**Document extract:**
──────────

If he had confined himself to a temperate and dignified vindication of the proceedings of the House of Lords (that is, of his own), and had abstained from any attack on the Government, and especially from any language reflecting on the Commons, perhaps it would have been a wise measure, but it cannot be wise to widen the differences which already exist between the two Houses, and to render all the animosities of public men more bitter and irreconcilable than they were before. The Tories are convinced that they are becoming more and more popular, and that the country approves of the daring behaviour of the Lords. The Whigs insist that the apathy of the country (which they mistake for approbation) is nothing but the imperturbability resulting from prosperity and full employment, but that if adverse circumstances arise a storm will burst on the Lords, and they will see how miserably deceived they are. I think the Lords have gone too far, and though a vast deal of crude legislation comes up from the Commons, requiring much supervision, and often great alteration, they have shown an animus and adopted a practice quite foreign to the usual habits of the House of Lords, and which is in itself an important innovation. The truth is, it is not (as has been represented) a contest between the two Houses, but between the two great parties very nearly balanced, of which the stronghold of one is in the Lords, and that of the other in the Commons. It can scarcely cross the minds of either party, or of any individual of either, that the substantive power of Government can or ought to be transferred from the House of Commons to the House of Lords, and Lyndhurst and the Tories would not venture to make the havoc which they do in the Government Bills if they were not persuaded that if ever a crisis is produced by the collision their party will succeed in obtaining the sanction of the country and an ascendency in the other House. If they have estimated correctly their own strength and the real disposition of the country, their Parliamentary tactics have been skilful, but the game which they play is a very desperate one, for if it fails the House of Lords can hardly avoid suffering very materially from the conflict. However, much is to be said on the subject when considered in all its bearings.

──────────

**Excerpted records:**
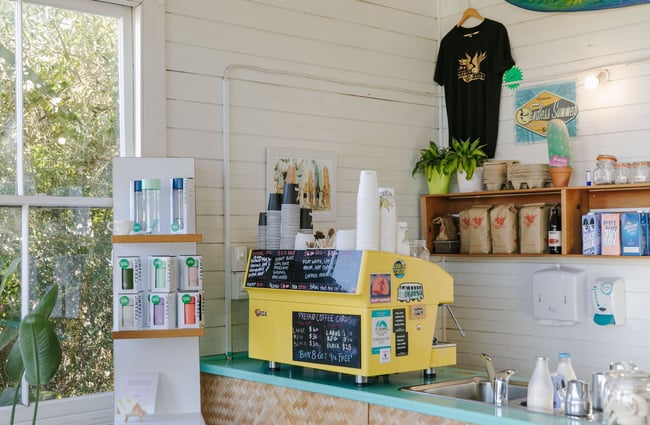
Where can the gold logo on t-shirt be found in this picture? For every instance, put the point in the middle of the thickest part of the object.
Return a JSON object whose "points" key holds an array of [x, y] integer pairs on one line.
{"points": [[469, 68]]}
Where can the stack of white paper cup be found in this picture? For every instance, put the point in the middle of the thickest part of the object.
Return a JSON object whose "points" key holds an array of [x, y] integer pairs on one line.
{"points": [[387, 220], [261, 231], [403, 238], [273, 213], [346, 239], [304, 241], [368, 212], [290, 218]]}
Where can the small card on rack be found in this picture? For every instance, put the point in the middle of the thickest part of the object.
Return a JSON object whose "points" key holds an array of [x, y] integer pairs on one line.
{"points": [[135, 394]]}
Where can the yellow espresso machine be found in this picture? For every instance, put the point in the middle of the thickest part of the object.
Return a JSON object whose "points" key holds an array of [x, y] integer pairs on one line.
{"points": [[363, 313]]}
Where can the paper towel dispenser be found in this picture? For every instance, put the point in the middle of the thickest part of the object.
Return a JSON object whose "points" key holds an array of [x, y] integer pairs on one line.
{"points": [[559, 295]]}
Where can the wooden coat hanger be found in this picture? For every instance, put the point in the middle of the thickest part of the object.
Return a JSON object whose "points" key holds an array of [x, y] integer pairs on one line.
{"points": [[470, 12]]}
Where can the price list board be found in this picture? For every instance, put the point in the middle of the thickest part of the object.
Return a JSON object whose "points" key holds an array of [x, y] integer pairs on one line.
{"points": [[318, 270], [326, 338]]}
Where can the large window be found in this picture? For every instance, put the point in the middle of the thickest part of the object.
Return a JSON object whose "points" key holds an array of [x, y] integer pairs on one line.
{"points": [[63, 97]]}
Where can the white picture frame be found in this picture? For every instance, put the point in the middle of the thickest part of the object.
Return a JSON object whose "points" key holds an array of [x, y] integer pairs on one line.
{"points": [[316, 178]]}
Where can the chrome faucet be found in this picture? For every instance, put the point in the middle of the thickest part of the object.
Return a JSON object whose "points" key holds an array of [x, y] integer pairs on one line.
{"points": [[453, 316], [498, 381]]}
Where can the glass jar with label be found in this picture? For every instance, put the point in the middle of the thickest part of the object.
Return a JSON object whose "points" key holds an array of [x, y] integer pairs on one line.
{"points": [[622, 173], [418, 248], [625, 397], [604, 172], [640, 171]]}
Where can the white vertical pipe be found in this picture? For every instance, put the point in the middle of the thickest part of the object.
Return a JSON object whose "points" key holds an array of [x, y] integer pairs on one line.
{"points": [[226, 212]]}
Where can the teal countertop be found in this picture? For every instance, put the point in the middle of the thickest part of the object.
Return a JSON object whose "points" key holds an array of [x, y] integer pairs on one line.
{"points": [[384, 390]]}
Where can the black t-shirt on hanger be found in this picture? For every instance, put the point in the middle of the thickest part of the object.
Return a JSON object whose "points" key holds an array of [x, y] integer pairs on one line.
{"points": [[471, 63]]}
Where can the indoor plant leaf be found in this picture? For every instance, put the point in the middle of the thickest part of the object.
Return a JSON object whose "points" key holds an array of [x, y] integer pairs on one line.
{"points": [[14, 367], [40, 349]]}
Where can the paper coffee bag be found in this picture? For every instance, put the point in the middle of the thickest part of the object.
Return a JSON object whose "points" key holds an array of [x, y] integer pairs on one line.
{"points": [[503, 225], [533, 228], [463, 224], [480, 241]]}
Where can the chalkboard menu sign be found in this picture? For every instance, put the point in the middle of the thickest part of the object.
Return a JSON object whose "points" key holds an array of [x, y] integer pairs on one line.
{"points": [[320, 270], [326, 338]]}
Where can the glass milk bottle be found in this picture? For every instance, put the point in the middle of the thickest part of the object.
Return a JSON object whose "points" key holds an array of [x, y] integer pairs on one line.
{"points": [[138, 207], [178, 219], [540, 387], [151, 195]]}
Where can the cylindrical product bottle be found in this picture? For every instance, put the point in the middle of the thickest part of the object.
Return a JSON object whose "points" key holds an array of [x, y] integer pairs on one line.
{"points": [[138, 206], [540, 387], [565, 367], [178, 219], [555, 232], [151, 194]]}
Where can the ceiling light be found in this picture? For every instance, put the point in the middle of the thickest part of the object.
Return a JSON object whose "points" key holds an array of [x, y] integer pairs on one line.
{"points": [[592, 81]]}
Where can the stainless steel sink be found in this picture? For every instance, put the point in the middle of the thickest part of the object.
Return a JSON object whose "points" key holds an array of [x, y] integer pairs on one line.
{"points": [[475, 389]]}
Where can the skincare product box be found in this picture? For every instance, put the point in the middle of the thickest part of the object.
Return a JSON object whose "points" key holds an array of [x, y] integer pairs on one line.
{"points": [[610, 227], [591, 243], [190, 309], [163, 273], [183, 205], [128, 279], [130, 311], [161, 310], [190, 272], [633, 229]]}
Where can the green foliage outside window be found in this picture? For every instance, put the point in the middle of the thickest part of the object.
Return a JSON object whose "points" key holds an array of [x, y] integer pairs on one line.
{"points": [[71, 134]]}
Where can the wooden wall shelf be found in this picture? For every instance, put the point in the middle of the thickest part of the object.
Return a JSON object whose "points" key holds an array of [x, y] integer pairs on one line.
{"points": [[158, 238], [158, 333], [573, 201]]}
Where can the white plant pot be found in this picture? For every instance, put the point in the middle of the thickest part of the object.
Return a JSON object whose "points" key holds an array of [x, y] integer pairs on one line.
{"points": [[475, 184]]}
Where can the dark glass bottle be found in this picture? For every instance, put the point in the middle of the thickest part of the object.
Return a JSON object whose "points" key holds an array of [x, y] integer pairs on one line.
{"points": [[555, 232]]}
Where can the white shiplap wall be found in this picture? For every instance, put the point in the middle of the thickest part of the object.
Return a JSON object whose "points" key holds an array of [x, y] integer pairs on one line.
{"points": [[355, 78]]}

──────────

**The exercise:** In the passage on the House of Lords, what reason does the writer give for calling the game the Tories play "a very desperate one"? Answer in one to three sentences. The data plays no part in what follows.

**Finished exercise:** If their tactics fail, the House of Lords can hardly avoid suffering very materially from the conflict. Their gamble depends on the country backing them and on their party gaining an ascendancy in the Commons if a crisis comes.